■ Aim of the exercise ■
Would you please return only the lines from the one with "In this exercise you will locate the metal" through the last line of the records below, leaving the pictures out?
━━━━
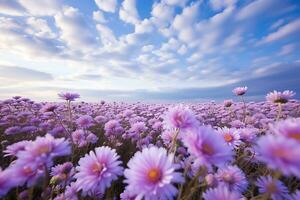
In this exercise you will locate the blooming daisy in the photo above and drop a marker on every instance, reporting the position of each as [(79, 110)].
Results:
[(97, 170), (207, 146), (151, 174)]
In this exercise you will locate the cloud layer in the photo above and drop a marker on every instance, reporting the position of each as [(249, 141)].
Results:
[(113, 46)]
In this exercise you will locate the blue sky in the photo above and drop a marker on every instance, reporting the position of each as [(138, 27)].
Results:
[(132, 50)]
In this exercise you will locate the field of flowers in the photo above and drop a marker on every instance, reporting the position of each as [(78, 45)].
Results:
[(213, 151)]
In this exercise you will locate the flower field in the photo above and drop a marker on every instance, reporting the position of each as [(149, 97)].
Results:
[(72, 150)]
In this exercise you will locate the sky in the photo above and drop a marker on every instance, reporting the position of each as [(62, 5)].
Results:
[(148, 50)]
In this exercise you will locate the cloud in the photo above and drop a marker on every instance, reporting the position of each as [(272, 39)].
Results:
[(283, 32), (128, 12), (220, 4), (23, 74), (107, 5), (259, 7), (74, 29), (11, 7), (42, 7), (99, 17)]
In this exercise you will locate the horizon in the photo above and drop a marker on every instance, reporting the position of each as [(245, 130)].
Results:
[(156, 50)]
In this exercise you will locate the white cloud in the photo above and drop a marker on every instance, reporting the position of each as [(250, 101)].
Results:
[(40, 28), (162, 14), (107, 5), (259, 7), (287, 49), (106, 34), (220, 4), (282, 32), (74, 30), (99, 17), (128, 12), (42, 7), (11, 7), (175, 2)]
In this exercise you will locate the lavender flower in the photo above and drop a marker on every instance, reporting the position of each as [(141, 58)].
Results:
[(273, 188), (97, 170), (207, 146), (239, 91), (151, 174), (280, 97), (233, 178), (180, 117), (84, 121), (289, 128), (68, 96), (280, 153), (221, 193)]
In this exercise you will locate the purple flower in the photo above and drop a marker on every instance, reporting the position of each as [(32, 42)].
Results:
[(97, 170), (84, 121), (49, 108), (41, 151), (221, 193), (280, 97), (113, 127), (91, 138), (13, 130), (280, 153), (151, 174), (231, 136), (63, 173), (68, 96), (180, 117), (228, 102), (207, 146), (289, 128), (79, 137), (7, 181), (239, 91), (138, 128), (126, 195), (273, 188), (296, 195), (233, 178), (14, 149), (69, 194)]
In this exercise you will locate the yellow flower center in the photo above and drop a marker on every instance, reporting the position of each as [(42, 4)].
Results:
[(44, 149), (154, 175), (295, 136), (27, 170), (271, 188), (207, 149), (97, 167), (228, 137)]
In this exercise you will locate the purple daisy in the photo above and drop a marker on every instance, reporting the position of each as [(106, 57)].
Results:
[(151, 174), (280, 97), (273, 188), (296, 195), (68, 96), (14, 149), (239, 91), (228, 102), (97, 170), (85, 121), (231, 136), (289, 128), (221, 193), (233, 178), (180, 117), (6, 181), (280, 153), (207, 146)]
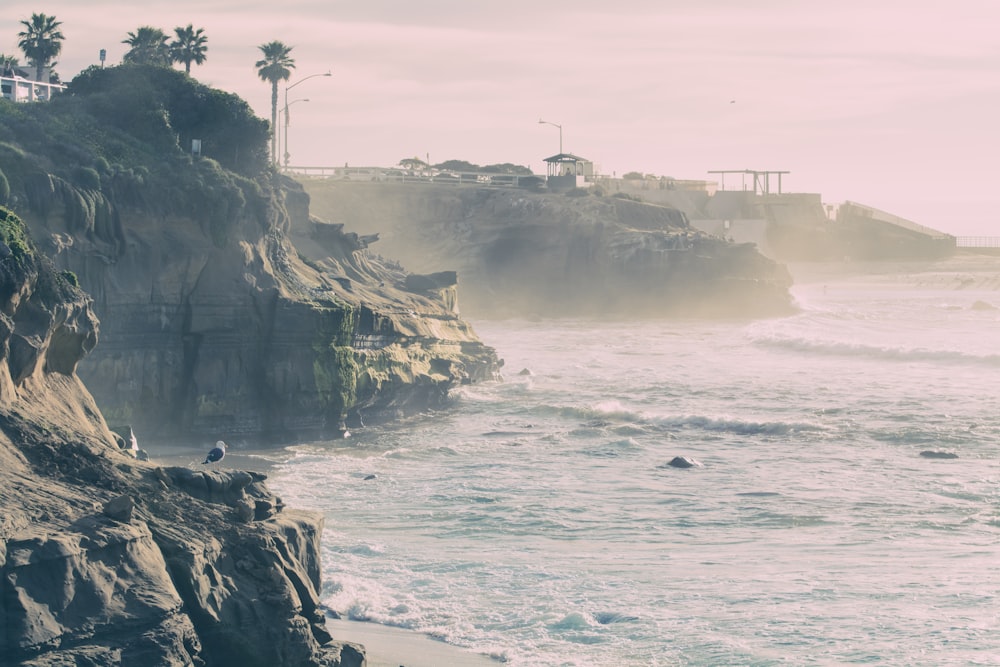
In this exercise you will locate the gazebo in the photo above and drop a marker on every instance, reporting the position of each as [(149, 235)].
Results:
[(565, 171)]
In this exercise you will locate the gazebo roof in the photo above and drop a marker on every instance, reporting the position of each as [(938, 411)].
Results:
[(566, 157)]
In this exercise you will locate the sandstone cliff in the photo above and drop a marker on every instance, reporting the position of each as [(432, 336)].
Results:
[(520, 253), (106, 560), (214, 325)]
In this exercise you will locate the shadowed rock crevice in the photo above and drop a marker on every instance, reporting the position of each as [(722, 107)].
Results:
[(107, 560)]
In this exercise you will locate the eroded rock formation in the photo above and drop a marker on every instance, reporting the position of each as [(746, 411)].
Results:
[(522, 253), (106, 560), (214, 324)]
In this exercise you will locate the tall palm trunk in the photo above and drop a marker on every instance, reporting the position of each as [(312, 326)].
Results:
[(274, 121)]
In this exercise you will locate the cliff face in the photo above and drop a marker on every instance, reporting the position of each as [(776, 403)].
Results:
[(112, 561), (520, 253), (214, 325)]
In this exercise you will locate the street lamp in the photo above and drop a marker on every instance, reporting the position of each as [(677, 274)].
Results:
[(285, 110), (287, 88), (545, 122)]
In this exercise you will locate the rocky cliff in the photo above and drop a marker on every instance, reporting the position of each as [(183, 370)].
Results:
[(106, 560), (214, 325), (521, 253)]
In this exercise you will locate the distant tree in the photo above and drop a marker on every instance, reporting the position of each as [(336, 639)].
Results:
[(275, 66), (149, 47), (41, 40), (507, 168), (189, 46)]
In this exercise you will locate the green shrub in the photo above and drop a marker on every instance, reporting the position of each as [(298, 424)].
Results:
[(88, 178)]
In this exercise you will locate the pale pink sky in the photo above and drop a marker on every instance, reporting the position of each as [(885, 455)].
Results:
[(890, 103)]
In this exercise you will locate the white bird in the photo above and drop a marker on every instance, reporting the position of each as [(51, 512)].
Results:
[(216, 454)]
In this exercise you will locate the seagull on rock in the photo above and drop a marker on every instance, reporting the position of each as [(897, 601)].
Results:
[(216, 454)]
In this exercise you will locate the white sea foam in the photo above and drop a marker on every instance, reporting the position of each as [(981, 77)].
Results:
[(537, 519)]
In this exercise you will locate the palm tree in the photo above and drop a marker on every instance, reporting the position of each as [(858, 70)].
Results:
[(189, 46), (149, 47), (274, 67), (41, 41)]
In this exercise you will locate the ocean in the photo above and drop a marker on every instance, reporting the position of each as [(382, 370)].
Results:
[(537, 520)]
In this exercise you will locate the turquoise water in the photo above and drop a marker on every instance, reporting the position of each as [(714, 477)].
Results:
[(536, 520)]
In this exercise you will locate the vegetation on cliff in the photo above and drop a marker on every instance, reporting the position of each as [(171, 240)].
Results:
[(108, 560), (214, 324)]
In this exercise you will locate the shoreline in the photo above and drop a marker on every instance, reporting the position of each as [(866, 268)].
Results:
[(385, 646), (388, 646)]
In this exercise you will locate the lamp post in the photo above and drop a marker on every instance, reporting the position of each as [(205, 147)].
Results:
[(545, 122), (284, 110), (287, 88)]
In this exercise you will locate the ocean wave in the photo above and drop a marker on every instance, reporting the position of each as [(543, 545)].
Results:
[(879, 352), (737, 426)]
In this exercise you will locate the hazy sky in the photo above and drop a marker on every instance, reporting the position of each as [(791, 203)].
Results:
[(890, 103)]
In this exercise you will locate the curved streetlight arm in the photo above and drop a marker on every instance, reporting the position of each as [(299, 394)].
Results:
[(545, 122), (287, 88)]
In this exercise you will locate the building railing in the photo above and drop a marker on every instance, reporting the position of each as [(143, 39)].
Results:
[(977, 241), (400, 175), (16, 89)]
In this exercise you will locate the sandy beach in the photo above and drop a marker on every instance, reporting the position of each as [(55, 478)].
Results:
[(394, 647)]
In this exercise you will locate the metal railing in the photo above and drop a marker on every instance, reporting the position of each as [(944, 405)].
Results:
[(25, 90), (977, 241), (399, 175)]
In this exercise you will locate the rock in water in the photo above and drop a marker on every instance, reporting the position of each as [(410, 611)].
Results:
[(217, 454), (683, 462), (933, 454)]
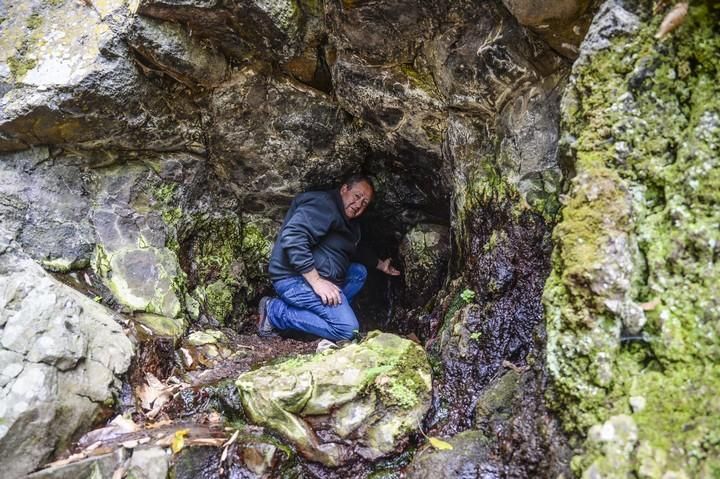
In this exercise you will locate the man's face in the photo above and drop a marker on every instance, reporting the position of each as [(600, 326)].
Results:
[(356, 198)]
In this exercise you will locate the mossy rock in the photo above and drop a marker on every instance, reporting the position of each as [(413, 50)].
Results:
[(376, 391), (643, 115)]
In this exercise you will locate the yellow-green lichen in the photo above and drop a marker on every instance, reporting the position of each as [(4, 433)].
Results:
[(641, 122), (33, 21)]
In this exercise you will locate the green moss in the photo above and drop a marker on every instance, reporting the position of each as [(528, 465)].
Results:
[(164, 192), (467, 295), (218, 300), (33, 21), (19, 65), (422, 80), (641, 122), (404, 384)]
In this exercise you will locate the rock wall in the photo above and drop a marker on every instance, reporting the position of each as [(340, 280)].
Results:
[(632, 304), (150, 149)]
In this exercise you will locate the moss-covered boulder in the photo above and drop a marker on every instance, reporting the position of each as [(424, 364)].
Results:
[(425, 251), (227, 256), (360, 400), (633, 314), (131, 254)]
━━━━
■ Task solution ■
In this exercise you will locate the metal railing in the photo above and drop a marker on every instance, reporting the position of each as [(944, 405)].
Results:
[(25, 90), (977, 241), (399, 175)]
In this exercise you will locate the rock in water in the photo above and drop a marker on every instance, reporting the position of each as [(410, 611)].
Results:
[(217, 454), (683, 462), (933, 454)]
In this exercise you will locate the man's face in the photo above and drop a marker on every instance, reporting the position of each as [(600, 326)].
Results:
[(356, 198)]
In this exercise you will locate the mossy rock in the photo above and drop a marker on every instance, reporting the position of each as [(413, 50)].
Results:
[(376, 391), (643, 115)]
In this exercise you will locate the yellow-green lichen in the photo above and drop a marker on every instance, reporting the position of each as [(4, 433)].
Results:
[(641, 122), (33, 21)]
In this exercise you will locate the green moss in the photo above and drop a marker on every instance, reporting the position of each as [(528, 465)].
Results:
[(164, 192), (467, 295), (218, 300), (33, 21), (19, 65), (422, 80), (641, 122), (404, 384)]
In this exercise you will locate the rock wall in the photo above and drop a marker on every instance, reporting the position of each as [(340, 280)].
Results:
[(632, 304), (150, 149)]
In this exercise you will locate the moss-covered boulder in the photo above and drop a marker on every instance, reporting the position of each as [(424, 364)].
Results:
[(425, 251), (227, 256), (360, 400), (633, 314), (131, 254)]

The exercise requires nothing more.